Written problem —
Copy out every one of the lines below word for word, but leave out the pictures.

Input material —

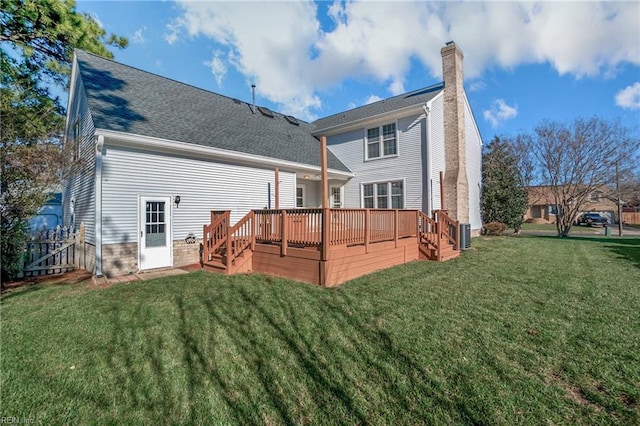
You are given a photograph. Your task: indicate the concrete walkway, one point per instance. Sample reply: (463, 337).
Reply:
(146, 275)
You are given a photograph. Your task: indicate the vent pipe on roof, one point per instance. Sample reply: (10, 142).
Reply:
(253, 93)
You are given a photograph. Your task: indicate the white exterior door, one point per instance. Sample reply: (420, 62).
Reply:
(155, 246)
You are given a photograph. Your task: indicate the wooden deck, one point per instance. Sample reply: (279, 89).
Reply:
(326, 246)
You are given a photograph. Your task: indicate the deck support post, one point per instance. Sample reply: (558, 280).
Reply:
(253, 231)
(439, 240)
(396, 231)
(326, 218)
(277, 187)
(284, 232)
(228, 250)
(442, 200)
(367, 225)
(326, 227)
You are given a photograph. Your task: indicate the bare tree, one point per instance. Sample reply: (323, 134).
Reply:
(579, 158)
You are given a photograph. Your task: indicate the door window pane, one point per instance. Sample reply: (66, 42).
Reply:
(155, 235)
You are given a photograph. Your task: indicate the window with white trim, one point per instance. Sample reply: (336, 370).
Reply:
(383, 195)
(382, 141)
(300, 196)
(336, 197)
(75, 138)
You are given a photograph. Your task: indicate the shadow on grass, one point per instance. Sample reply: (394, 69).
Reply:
(626, 248)
(273, 361)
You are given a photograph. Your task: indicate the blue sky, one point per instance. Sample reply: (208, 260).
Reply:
(524, 62)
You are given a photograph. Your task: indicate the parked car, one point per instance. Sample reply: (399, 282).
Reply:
(592, 219)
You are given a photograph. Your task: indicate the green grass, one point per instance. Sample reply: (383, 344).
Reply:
(551, 228)
(518, 330)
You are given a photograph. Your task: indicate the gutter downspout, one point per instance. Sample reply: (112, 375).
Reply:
(98, 191)
(427, 110)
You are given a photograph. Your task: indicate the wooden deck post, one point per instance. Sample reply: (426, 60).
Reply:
(367, 225)
(326, 214)
(439, 240)
(396, 231)
(253, 231)
(324, 175)
(228, 249)
(442, 201)
(277, 179)
(326, 234)
(284, 231)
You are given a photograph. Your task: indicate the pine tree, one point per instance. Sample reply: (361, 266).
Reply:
(504, 195)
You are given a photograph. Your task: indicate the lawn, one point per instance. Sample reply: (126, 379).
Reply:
(536, 330)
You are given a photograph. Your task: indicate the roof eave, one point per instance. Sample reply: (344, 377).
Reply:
(396, 113)
(172, 146)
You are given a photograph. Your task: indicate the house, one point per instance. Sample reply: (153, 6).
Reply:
(50, 215)
(157, 157)
(542, 206)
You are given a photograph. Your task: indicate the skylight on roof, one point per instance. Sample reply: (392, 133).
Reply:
(291, 119)
(266, 112)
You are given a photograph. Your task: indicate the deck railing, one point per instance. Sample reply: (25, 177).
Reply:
(310, 227)
(215, 234)
(240, 237)
(448, 228)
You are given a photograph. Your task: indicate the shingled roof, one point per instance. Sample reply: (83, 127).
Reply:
(126, 99)
(416, 97)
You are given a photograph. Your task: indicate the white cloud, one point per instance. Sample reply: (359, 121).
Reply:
(218, 67)
(138, 36)
(173, 30)
(371, 99)
(94, 16)
(499, 112)
(283, 48)
(629, 97)
(477, 86)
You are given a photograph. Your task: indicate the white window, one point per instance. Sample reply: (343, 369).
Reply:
(75, 137)
(300, 196)
(383, 195)
(382, 141)
(336, 197)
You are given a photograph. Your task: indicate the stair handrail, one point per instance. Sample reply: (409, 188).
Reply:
(427, 228)
(240, 237)
(214, 235)
(447, 223)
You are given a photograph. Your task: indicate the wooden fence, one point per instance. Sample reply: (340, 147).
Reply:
(54, 251)
(632, 218)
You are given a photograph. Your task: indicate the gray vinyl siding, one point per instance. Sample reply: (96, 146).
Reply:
(474, 166)
(80, 183)
(201, 184)
(436, 149)
(407, 166)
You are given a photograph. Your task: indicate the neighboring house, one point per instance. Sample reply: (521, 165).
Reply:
(50, 215)
(543, 209)
(158, 155)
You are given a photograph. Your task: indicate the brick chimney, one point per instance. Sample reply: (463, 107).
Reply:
(456, 186)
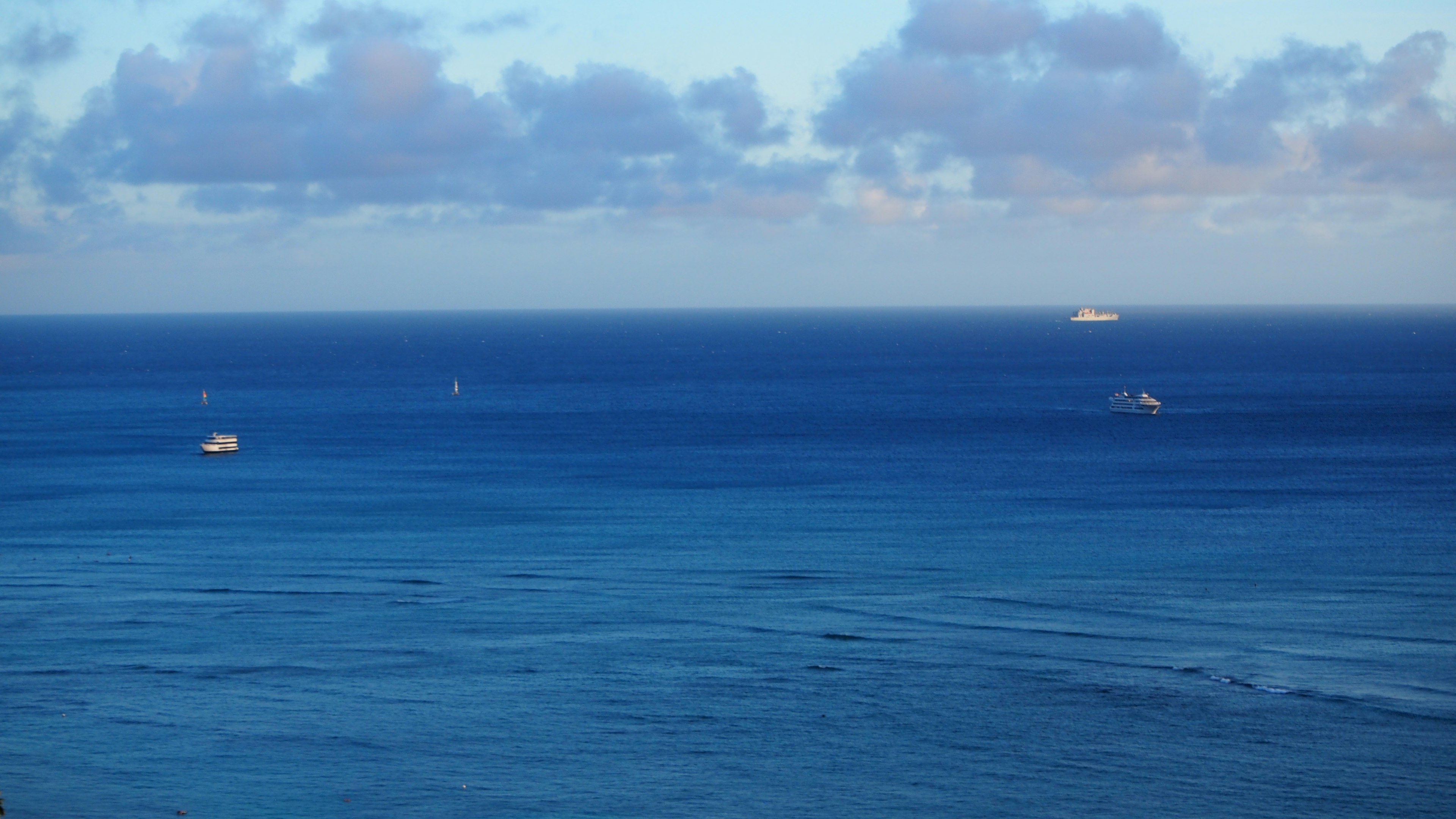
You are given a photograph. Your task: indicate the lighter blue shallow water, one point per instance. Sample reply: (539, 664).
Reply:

Full answer —
You are given a photograph. Your task: indicate the concrete walkway, one point per instance. Sample reply: (463, 337).
Reply:
(146, 275)
You are given a photograph. Your task: indicate the vent pipe on roof, one point per instance. Sample reply: (10, 142).
Reply:
(253, 93)
You are given a photograph. Your task: indicate the white exterior door, one point per instance. Sample reply: (420, 62).
Reply:
(155, 246)
You are given a photograph. Your task: indicate the wooden deck, one point per instance. Sample reply: (279, 89).
Reply:
(326, 246)
You are given a photograph. Your task: indicate the deck support post, one point per instance. Sample reply: (558, 280).
Reply:
(253, 231)
(439, 240)
(396, 231)
(326, 218)
(277, 187)
(284, 232)
(228, 250)
(442, 200)
(367, 225)
(326, 227)
You are given a photograph. Your task: indicate the bare tree, one point per instance. Sample reply: (323, 134).
Reply:
(579, 158)
You are given a photograph. Your task: indicate the door window pane, one point per instance. Sample reply: (66, 42).
Reply:
(155, 235)
You are given a photograph. Your task: indicate the window with white trim, one point per instance. Sample reply: (336, 370).
Reply:
(383, 195)
(382, 141)
(300, 196)
(336, 197)
(75, 138)
You are given a photograph. Your task: indicate the shadow on grass, one point per instance. Sample reply: (394, 69).
Reply:
(626, 248)
(273, 361)
You are given a photograph. Your task: indicate the blue sky, one point per instance. Sample reply: (208, 260).
Reply:
(524, 62)
You are given a photograph. Your task: indicate the parked car, one point per instance. Sample reply: (399, 282).
Reply:
(592, 219)
You are given a photograph. Your task: indicate the green grass, one point per instance. Sample reply: (383, 344).
Reply:
(551, 228)
(518, 330)
You are given a photograph. Your task: indicate the gutter downspout, one point per instance. Sample reply: (112, 375).
Reply:
(98, 191)
(427, 110)
You are given a photograph. Your task: indicate the wooden deck post, one point per instance. Sample reply: (426, 60).
Reply:
(367, 225)
(326, 214)
(439, 240)
(396, 231)
(253, 231)
(324, 175)
(228, 249)
(442, 201)
(277, 179)
(326, 234)
(284, 231)
You are given a photograph. Your task: indicate the pine tree, one point per instance. Sample reply: (361, 266).
Reply:
(504, 195)
You are given a photograph. Your task: indicate the lawn, one point per instance. Sample reply: (126, 379).
Reply:
(536, 330)
You are given a photograph. Your task: indicate the roof eave, one point per instance. Sample reply: (344, 377).
Reply:
(396, 113)
(172, 146)
You are given a photograph. Your task: indicate the house, one point per instance. Sample reply: (153, 6).
Reply:
(50, 215)
(157, 157)
(542, 206)
You are given a photograph. Your task: indicate the skylight on roof, one point per instance. Sample reply: (392, 133).
Reply:
(291, 119)
(266, 112)
You are given a photograph. Your task: indicate the deck railing, one point per instance. Sample reply: (25, 177).
Reply:
(310, 227)
(215, 234)
(240, 237)
(448, 228)
You are given a photograph. Your task: indicate the shingled roof, one point per instance. Sample reply: (83, 127).
Reply:
(126, 99)
(416, 97)
You are given a photograph. Your task: indicate the white cloud, one point per instance. Sample reply: (359, 121).
Reply:
(218, 67)
(138, 36)
(173, 30)
(371, 99)
(94, 16)
(499, 112)
(283, 48)
(629, 97)
(477, 86)
You are given a photograph. Your task: indicate the white window, one point per instance. Sample reply: (343, 369).
Reply:
(75, 137)
(300, 196)
(383, 195)
(382, 141)
(336, 197)
You are given a photograph. Your task: indicate the stair handrail, one point per instance. Sample reply: (409, 188).
Reply:
(427, 228)
(240, 237)
(214, 235)
(447, 223)
You are given a photograph. Your task: indicate the wooden fence, one point per instance. Sample reply: (340, 147).
Reply:
(54, 251)
(632, 218)
You are given a photograph. Your task: indicate the gray vinyl siding, one point per instance. Sample reply: (96, 146).
Reply:
(474, 166)
(80, 183)
(201, 184)
(436, 149)
(407, 166)
You are given a photograph. Your task: indicate the neighboring house, one point per instance. Sample reply: (521, 165).
Reply:
(50, 215)
(543, 209)
(158, 155)
You are given a photograph. Your task: indicate the brick chimney, one point per instance. Sample reply: (463, 107).
Reply:
(456, 186)
You are given a photograph. Your task: indicate the lighter blue shallow water, one point per instance. Sample reply: (539, 664).
Reply:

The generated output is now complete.